# Work required
Show every line of the items below that contains the string "trunk", paying attention to upper and lower case.

# Supplied records
= = = = =

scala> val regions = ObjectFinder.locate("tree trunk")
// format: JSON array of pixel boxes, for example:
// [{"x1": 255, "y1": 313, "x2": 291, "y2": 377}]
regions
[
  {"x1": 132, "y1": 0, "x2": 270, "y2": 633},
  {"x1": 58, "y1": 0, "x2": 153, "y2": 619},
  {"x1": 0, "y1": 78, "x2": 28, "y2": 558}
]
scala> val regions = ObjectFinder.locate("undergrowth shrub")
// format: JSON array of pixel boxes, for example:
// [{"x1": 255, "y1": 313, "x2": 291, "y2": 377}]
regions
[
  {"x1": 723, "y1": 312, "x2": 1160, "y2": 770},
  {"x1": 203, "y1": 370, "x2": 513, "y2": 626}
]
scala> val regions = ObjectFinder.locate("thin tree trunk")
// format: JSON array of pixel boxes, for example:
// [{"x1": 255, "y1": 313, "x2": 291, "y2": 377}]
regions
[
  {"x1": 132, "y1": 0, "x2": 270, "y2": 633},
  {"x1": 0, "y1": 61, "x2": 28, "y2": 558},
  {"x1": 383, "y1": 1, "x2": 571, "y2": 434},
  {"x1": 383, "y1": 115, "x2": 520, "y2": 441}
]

= = = = =

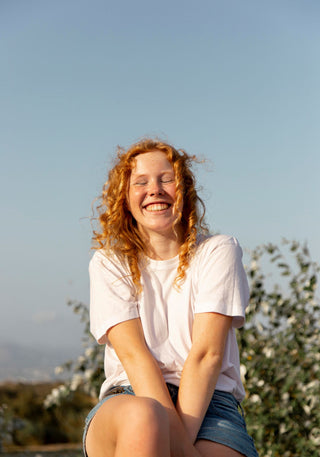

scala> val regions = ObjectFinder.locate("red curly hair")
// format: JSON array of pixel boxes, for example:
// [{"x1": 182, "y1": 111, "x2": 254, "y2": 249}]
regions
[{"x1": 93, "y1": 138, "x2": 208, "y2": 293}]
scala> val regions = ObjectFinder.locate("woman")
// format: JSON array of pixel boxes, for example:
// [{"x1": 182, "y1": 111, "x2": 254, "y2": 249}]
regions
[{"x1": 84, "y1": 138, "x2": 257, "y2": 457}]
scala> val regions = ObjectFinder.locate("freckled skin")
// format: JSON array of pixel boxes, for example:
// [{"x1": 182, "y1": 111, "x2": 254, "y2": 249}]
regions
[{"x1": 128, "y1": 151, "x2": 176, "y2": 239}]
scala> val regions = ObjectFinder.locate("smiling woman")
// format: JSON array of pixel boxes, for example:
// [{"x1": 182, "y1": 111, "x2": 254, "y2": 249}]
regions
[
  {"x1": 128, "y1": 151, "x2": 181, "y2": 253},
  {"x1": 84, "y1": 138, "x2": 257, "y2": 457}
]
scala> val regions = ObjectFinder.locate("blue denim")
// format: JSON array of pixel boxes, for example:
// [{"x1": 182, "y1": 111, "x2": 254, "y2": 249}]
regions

= = = = =

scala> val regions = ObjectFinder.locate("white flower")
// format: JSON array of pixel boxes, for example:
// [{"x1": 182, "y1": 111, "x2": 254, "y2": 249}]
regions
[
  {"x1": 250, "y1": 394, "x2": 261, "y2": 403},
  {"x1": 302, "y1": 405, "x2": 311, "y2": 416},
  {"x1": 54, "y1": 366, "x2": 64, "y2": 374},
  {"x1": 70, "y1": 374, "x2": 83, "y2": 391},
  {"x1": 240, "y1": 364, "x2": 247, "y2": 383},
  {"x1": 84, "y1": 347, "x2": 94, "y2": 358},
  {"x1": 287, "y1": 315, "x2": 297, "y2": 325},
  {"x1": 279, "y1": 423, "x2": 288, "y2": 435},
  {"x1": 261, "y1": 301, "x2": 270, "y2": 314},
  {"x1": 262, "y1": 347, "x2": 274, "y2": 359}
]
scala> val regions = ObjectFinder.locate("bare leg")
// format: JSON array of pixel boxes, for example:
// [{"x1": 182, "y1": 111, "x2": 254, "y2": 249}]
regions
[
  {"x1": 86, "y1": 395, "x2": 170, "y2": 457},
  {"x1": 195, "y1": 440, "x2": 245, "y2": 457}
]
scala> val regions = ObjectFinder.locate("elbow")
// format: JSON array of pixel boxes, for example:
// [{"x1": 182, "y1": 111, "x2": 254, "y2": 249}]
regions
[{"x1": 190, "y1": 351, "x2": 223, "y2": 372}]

= = = = =

# Result
scala> val regions = ObjectFinder.locate("tree trunk")
scala> val regions = ObjectFinder.locate("thin tree trunk")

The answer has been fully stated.